╭──

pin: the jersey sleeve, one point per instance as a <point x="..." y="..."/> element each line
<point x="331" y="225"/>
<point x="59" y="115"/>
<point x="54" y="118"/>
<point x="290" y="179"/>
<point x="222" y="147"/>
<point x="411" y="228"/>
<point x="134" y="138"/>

╰──

### ACTIVITY
All of the listing above should be restated word for word.

### OUTPUT
pin: the jersey sleeve, one point per instance as a <point x="..." y="..."/> element each line
<point x="331" y="225"/>
<point x="59" y="115"/>
<point x="54" y="118"/>
<point x="290" y="179"/>
<point x="222" y="147"/>
<point x="411" y="228"/>
<point x="134" y="138"/>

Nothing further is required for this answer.